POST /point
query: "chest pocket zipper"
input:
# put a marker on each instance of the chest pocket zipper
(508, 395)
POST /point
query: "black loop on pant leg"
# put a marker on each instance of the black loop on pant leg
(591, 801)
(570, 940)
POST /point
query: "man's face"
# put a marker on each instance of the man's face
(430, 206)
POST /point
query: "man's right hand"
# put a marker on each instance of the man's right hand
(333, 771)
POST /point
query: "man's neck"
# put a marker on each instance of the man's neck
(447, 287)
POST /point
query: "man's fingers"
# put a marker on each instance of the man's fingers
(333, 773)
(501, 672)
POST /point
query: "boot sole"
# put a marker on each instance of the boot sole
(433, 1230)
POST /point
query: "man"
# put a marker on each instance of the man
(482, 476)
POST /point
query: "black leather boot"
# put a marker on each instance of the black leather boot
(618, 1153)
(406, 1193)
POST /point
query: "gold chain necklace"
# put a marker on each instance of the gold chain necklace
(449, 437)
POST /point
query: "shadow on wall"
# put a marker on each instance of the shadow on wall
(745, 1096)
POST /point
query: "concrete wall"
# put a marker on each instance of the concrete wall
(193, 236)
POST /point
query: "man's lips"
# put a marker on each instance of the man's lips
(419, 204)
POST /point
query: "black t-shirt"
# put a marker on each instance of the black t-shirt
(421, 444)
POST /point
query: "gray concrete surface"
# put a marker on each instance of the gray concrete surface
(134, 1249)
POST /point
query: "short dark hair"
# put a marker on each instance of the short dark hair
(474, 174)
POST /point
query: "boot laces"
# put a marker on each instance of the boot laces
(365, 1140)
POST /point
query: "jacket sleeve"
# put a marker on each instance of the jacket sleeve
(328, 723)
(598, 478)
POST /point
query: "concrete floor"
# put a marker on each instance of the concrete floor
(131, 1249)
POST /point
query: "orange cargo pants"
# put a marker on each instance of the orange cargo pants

Instructions for the task: Repeat all the entries word for word.

Exercise solution:
POST /point
query: "chest pocket zipper"
input:
# put a marker on each instance of the chest pocket zipper
(508, 395)
POST /point
query: "black loop on pant leg"
# put a marker on each instance of the black loop on pant leg
(591, 801)
(570, 940)
POST /point
query: "man's face"
# put a marker on each instance of the man's face
(430, 206)
POST /point
query: "man's right hand"
# put a marker on each instance of the man's right hand
(333, 771)
POST /point
query: "man's neck"
# put a marker on each instance of the man's neck
(447, 287)
POST /point
query: "man's fingers"
# put a marker on each instance of the man's fingers
(333, 773)
(501, 672)
POST /point
query: "boot sole"
# put a marker on each instance of the boot sole
(433, 1230)
POST /point
query: "man"
# put a marker on each instance of the man
(482, 476)
POST /point
query: "black leather boot"
# put a marker on each instance of the black leather boot
(618, 1153)
(406, 1193)
POST /point
query: "gold chain necklace"
# put a marker on each instance of the gold chain necklace
(449, 437)
POST /point
query: "shadow on wall"
# put a marker on each instance of the shadow on wall
(745, 1096)
POST /point
query: "concrete wall"
# put a marker on each instance of the concrete wall
(193, 236)
POST /point
query: "man's lips"
# put a marker on each instance of the man's lips
(419, 204)
POST /point
query: "black t-shirt"
# put a marker on each instance of the black t-shirt
(421, 444)
POST /point
query: "gray concrete surface"
# put a marker on each instance of the gray concrete surface
(134, 1249)
POST /point
query: "short dark hair"
# put a marker on each instance of the short dark hair
(474, 174)
POST /point
query: "boot laces"
# put a marker on each instance of the boot laces
(365, 1140)
POST /point
query: "jacket sleeve"
# put a marker on each instance of the jacket sleeve
(328, 723)
(598, 478)
POST /point
query: "concrete floor"
# put a marker on each instance of the concrete floor
(131, 1249)
POST /point
query: "orange cargo pants"
# put a marker on each instance of the orange cargo pants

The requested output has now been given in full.